[[ DATA EXTRACTS open ]]

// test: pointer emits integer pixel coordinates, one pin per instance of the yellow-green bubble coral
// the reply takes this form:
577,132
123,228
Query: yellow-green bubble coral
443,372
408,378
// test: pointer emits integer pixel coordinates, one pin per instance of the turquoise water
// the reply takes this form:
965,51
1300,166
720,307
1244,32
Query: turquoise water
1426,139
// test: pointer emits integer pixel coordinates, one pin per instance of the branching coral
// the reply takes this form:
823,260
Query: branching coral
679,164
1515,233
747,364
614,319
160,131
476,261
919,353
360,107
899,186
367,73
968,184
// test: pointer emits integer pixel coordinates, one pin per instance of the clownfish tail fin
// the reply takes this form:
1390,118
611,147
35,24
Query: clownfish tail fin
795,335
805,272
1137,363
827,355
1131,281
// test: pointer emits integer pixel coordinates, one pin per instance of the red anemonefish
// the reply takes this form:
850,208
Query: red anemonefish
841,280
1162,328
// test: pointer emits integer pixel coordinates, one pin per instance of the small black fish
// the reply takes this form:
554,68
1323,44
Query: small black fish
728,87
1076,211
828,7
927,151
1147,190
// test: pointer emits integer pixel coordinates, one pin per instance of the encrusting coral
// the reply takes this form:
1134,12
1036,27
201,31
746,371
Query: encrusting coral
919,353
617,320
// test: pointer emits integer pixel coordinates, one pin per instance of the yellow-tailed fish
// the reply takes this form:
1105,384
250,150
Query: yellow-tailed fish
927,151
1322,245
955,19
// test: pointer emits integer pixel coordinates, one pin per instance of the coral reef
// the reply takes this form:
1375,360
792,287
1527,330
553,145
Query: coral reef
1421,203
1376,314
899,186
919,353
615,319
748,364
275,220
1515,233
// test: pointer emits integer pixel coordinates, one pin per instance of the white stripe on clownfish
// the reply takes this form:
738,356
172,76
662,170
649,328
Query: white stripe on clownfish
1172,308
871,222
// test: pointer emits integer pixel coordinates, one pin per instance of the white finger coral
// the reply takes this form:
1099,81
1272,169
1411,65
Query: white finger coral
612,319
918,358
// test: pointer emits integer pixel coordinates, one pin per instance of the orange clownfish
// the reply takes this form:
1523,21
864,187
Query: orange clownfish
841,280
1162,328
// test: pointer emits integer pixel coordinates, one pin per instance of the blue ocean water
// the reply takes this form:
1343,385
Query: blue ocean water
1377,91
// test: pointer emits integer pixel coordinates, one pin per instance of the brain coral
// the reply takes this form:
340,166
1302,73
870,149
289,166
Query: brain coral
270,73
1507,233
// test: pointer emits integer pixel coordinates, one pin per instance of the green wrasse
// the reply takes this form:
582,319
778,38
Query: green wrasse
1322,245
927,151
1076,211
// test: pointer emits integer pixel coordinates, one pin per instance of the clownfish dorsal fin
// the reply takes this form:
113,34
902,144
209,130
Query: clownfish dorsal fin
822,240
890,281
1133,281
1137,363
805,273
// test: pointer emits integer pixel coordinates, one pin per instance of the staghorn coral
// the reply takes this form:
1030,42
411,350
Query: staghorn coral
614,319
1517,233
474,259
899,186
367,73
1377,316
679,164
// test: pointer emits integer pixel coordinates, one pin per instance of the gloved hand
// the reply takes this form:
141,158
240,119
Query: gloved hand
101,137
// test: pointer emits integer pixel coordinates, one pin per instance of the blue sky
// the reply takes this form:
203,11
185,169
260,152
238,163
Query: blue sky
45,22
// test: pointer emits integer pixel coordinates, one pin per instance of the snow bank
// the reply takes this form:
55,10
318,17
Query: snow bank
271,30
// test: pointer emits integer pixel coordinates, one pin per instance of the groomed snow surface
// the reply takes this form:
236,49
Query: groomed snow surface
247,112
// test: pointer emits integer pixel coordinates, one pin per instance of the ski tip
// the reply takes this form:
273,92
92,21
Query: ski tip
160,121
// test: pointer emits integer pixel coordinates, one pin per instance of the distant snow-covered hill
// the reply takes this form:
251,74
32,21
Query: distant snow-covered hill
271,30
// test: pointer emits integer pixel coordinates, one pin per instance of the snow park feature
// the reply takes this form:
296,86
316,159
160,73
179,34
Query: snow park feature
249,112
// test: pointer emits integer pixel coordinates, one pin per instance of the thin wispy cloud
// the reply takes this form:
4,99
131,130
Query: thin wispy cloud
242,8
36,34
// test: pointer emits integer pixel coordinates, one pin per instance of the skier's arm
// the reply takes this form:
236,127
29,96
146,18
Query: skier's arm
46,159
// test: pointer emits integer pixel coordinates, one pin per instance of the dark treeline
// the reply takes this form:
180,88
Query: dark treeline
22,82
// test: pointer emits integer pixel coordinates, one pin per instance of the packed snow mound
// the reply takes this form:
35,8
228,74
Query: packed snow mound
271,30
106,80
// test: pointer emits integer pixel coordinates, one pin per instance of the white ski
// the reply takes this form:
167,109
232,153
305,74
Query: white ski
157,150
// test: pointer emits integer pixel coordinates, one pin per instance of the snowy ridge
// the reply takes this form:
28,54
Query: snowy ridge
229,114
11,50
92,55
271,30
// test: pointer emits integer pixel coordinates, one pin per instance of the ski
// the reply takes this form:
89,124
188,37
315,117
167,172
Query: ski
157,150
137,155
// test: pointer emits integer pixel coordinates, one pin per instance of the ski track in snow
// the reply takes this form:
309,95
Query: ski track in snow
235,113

[[ DATA EXTRACTS closed ]]

Reproduce each line of the material above precisely.

// test: pointer emits integer pixel coordinates, one pin per instance of the yellow-green bubble coral
// the reply takes this form:
577,132
123,228
Query: yellow-green bubble coral
443,372
408,378
// test: pointer emits integer pixel coordinates, one pin per instance of the turquoise water
// the reply takes this form:
965,51
1300,166
720,307
1244,32
Query: turquoise water
1426,139
// test: pointer emits integer pixel coordinates, one pin per instance of the branching coral
// the reply takes this form:
823,260
Query: branching coral
679,164
1515,233
747,364
614,319
160,131
476,261
919,353
360,107
899,186
367,73
968,184
// test: pointer emits integer pixel coordinates, one pin per instance of the clownfish tail fin
// the reply takes this form:
1390,118
611,147
35,24
Query: clownfish tail fin
795,335
805,272
1137,363
827,355
1131,281
// test: pointer emits integer pixel coordinates, one pin per instance of the red anemonefish
// the reply takes this form:
850,208
Query: red anemonefish
841,280
1162,328
// test: pointer emits integer pixel coordinates, one pin per instance of the small black fish
// the reply takes this form:
554,68
1323,44
Query: small black fish
728,87
1076,211
828,7
927,151
1147,190
// test: pointer emits integer pixel coordinates, one pin per instance of the encrusting coral
// the reply takes this form:
1134,12
1036,27
201,31
746,371
Query: encrusting coral
919,353
617,320
// test: pointer emits integer pixel coordinates, one pin per instance of the yellow-tailed fish
// the reply takes this form:
1105,384
250,150
Query: yellow-tailed fish
927,151
1322,245
955,19
// test: pointer emits integer pixel coordinates, one pin per instance of the coral reef
// the reply takes this form:
1375,360
792,287
1527,330
553,145
Query: coral reef
1421,203
1376,314
899,186
919,353
615,319
748,364
275,220
1515,233
// test: pointer emits integer pixel coordinates, one pin per instance of the white stripe on clownfish
// the reply takes this form:
738,356
172,76
662,170
649,328
Query: white stripe on clownfish
1172,308
871,222
// test: pointer emits integer pixel coordinates, one pin per instance of the white finger coral
// the reply takes this form:
1099,81
1272,169
1411,65
Query: white finger coral
612,319
918,358
// test: pointer emits integer pixel coordinates, one pin per instance of the orange clownfish
// the reply takes this form:
1523,21
864,187
Query: orange clownfish
841,280
1162,328
// test: pointer emits integer pixel coordinates, one pin per instance of the blue ocean water
// the reply takes this form:
1343,385
Query: blue ocean water
1377,91
// test: pointer emits integer pixel coordinates, one pin per instance of the brain coral
// the reply takes this form:
340,166
1302,73
870,149
289,166
Query: brain coral
270,73
1507,233
// test: pointer emits integer pixel coordinates, one pin per instance of the green wrasse
// the reply takes this form:
582,319
778,38
Query: green wrasse
1322,245
927,151
1076,211
// test: pointer emits integer pixel coordinates, one pin per instance of the clownfish dorsal fin
// the reply takes this form:
113,34
902,144
209,130
Query: clownfish dorsal fin
822,240
890,281
1133,281
1137,363
805,273
// test: pointer emits integer pixel coordinates, one pin per instance of the staghorn coral
// the reply takes this form:
1030,42
411,350
Query: staghorn coral
614,319
1517,233
474,259
899,186
367,73
1377,316
679,164
// test: pointer emits integer pixel coordinates, one pin per instance of the gloved hand
// the reply takes this form:
141,158
240,119
Query: gloved hand
101,137
// test: pointer emits integer pixel coordinates, one pin per instance of the blue sky
// the reply takes this form:
203,11
185,169
260,152
238,163
Query: blue sky
45,22
// test: pointer emits integer pixel coordinates, one pin per instance of the snow bank
// the reply takes this form:
55,10
318,17
Query: snow bank
271,30
// test: pointer emits integer pixel coordinates, one pin per instance of the groomed snow surface
// the reply takes this form:
236,49
Query: groomed snow surface
247,112
// test: pointer emits integer pixel coordinates, one pin per instance of the ski tip
// the reply takes this form:
273,92
92,21
Query: ski tip
160,121
// test: pointer emits integer pixel coordinates, one pin per instance of the distant snow-covered hill
// the reply takes this form:
251,74
32,21
Query: distant snow-covered hill
271,30
// test: pointer emits integer pixel coordinates, one pin per instance of the snow park feature
// the reply takes this form:
296,86
316,159
160,73
179,34
Query: snow park feature
249,112
// test: pointer emits integer pixel coordinates, one pin per instance of the thin wispy cloud
// the reply takes this form:
4,99
131,130
Query: thin wispy cloud
242,8
36,34
// test: pointer emits integer pixel coordinates, one pin per instance of the skier's arm
// the reply takes this form:
236,127
29,96
146,18
Query: skier's arm
46,159
// test: pointer emits integer pixel coordinates, one pin per instance of the dark treeline
// the reply takes this form:
180,88
Query: dark treeline
22,82
// test: pointer emits integer pixel coordinates, one pin per instance of the packed snow mound
// the reply takes this form:
35,8
228,74
Query: packed snow mound
271,30
106,80
// test: pointer emits integer pixel coordinates, one pin per instance of the white ski
// the reply takes this form:
167,109
232,153
305,74
Query: white ski
157,150
// test: pointer emits integer pixel coordinates, one pin per instance of the snowy ridge
// the reply takes this form:
28,54
Query: snowy ridge
229,114
11,50
92,55
271,30
// test: pointer emits integer pixel coordinates, one pin per instance of the ski
// the reply takes this form:
89,124
188,37
315,117
167,172
Query: ski
157,150
137,155
// test: pointer emits integer pixel coordinates, one pin per instance of the ski track in snow
// the reply takes this form:
309,95
Query: ski track in snow
235,113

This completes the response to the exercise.